Textauszug
# # # #

Geschichte

 

Geschichte der Oberkirche

 

Im Jahr 1209 erfolgte die Gründung des Franziskanerordens durch Franz von Assisi mit Billigung von Papst Innozenz III. Zentrales Gebot der Franziskaner war die unbedingte Armut und Ablehnung jeglichen Besitzes. Predigt, Seelsorge und Krankenpflege sowie später die wissenschaftliche Betätigung gehörten zu den traditionellen Tätigkeitsfeldern der Franziskaner. Im Gegensatz zu anderen Orden bauten die Bettelmönche deshalb ihre Klöster während der Zeit der sich entwickelnden städtischen Kultur in die Städte.

# # # #

Bereitgestellte Daten
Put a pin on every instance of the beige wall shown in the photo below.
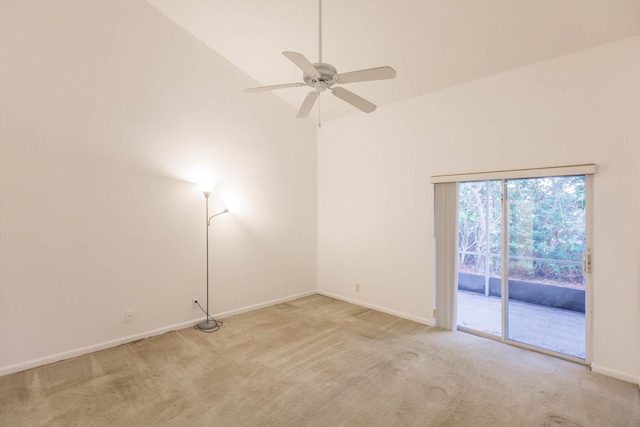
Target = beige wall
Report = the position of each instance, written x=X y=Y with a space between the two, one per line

# # # #

Aufgaben
• 1. Beantworten Sie anhand des Textauszugs:
(a) In welchem Jahr wurde der Franziskanerorden gegründet?
(b) Was war das zentrale Gebot der Franziskaner?
(c) Wohin bauten die Bettelmönche ihre Klöster im Gegensatz zu anderen Orden?
• 2. Geben Sie den Textauszug von „Im Jahr 1209“ bis „in die Städte.“ erneut wieder und setzen Sie dabei „Minderbrüder“ an die Stelle von „Bettelmönche“.
Maßgeblich ist allein der Textauszug.

Lösungen im Einzelnen
• 1.
(a) Im Jahr 1209.
(b) Die unbedingte Armut und Ablehnung jeglichen Besitzes.
(c) In die Städte.

• 2.
Im Jahr 1209 erfolgte die Gründung des Franziskanerordens durch Franz von Assisi mit Billigung von Papst Innozenz III. Zentrales Gebot der Franziskaner war die unbedingte Armut und Ablehnung jeglichen Besitzes. Predigt, Seelsorge und Krankenpflege sowie später die wissenschaftliche Betätigung gehörten zu den traditionellen Tätigkeitsfeldern der Franziskaner. Im Gegensatz zu anderen Orden bauten die Minderbrüder deshalb ihre Klöster während der Zeit der sich entwickelnden städtischen Kultur in die Städte.